EXTRAIT CITÉ >>

Don Quichotte a renoncé, en faveur d'Amadis, à la prérogative fondamentale de l'individu : il ne choisit plus les objets de son désir, c'est Amadis qui doit choisir pour lui. Le disciple se précipite vers les objets que lui désigne, ou semble lui désigner, le modèle de toute chevalerie. Nous appellerons ce modèle le médiateur du désir. L'existence chevaleresque est l'imitation d'Amadis au sens où l'existence du chrétien est l'imitation de Jésus-Christ.
Dans la plupart des œuvres de fiction les personnages désirent plus simplement que Don Quichotte. Il n'y a pas de médiateur, il n'y a que le sujet et l'objet. Quand la « nature » de l'objet passionnant ne suffit pas à rendre compte du désir, on se tourne vers le sujet passionné. On fait sa « psychologie » ou l'on invoque sa « liberté ». Mais le désir est toujours spontané. On peut toujours le représenter par une simple ligne droite qui relie le sujet et l'objet.
La ligne droite est présente, dans le désir de Don Quichotte, mais elle n'est pas l'essentiel. Au-dessus de cette ligne, il y a le médiateur qui rayonne à la fois vers le sujet et vers l'objet. La métaphore spatiale qui exprime cette triple relation est évidemment le triangle. L'objet change avec chaque aventure mais le triangle demeure. Le plat à barbe ou les marionnettes de Maître Pierre remplacent les moulins à vent; Amadis, en revanche, est toujours là.µ
Don Quichotte, dans le roman de Cervantès, est la victime exemplaire du désir triangulaire, mais il est loin d'être la seule. Le plus atteint après lui est son écuyer Sancho Pança. Certains désirs de Sancho ne sont pas imités ; ceux qu'éveille, par exemple, la vue d'un morceau de fromage ou d'une outre de vin. Mais Sancho a d'autres ambitions que celle d'emplir son estomac. Depuis qu'il fréquente Don Quichotte il rêve d'une « île » dont il sera gouverneur, il veut un titre de duchesse pour sa fille. Ces désirs-là ne sont pas venus spontanément à l'homme simple qu'est Sancho. C'est Don Quichotte qui les lui a suggérés.
La suggestion est orale, cette fois, et non plus littéraire. Mais la différence importe peu. Ces nouveaux désirs forment un nouveau triangle dont l'île fabuleuse, Don Quichotte et Sancho occupent les sommets. Don Quichotte est le médiateur de Sancho. Les effets du désir triangulaire sont les mêmes chez les deux personnages. Dès que l'influence du médiateur se fait sentir, le sens du réel est perdu, le jugement est paralysé.

OBJECTIF >> D'après l'extrait, quelle image spatiale exprime la triple relation entre le sujet, l'objet et le médiateur ?

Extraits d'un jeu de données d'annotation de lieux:
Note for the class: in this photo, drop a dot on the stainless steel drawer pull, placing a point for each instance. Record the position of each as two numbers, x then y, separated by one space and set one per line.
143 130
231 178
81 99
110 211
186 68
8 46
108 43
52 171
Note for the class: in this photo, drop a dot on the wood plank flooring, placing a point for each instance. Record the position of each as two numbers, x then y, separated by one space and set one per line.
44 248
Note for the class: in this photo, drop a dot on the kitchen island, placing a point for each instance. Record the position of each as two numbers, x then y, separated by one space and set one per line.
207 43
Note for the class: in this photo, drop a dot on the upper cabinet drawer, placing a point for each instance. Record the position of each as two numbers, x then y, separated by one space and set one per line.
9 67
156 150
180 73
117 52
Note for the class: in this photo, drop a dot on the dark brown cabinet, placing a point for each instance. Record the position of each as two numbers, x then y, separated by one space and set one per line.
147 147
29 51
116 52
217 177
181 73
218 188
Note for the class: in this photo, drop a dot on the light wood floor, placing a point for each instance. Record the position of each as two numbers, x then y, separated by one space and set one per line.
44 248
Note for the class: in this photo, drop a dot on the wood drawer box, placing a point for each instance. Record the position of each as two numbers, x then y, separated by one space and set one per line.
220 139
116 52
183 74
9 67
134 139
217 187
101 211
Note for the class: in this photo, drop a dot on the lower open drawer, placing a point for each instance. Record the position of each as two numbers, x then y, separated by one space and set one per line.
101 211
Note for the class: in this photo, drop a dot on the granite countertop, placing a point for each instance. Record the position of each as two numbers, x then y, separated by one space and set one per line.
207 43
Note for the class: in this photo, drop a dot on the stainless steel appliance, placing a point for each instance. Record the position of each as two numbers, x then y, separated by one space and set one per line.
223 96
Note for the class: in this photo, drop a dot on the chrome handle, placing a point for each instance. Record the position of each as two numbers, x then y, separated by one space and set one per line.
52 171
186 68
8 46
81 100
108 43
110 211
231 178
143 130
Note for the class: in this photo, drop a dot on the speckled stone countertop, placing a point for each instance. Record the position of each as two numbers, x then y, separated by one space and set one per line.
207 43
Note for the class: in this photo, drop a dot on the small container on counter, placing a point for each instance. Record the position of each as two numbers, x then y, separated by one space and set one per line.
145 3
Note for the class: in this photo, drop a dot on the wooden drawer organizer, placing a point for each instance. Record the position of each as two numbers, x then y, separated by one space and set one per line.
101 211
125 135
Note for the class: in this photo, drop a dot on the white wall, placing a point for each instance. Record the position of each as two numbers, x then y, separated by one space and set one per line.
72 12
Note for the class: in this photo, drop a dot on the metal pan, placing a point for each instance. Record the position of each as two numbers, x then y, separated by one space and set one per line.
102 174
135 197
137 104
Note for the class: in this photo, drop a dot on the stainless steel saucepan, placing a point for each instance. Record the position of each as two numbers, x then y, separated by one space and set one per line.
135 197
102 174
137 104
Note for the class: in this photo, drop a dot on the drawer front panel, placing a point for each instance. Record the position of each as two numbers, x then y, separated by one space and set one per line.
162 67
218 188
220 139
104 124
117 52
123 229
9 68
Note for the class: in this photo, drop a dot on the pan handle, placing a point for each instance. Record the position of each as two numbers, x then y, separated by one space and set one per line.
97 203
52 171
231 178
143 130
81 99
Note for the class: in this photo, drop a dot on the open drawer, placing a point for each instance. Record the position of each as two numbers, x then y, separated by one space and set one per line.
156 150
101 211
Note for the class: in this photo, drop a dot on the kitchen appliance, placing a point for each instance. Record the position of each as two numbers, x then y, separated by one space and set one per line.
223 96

RÉPONSE >> Le triangle.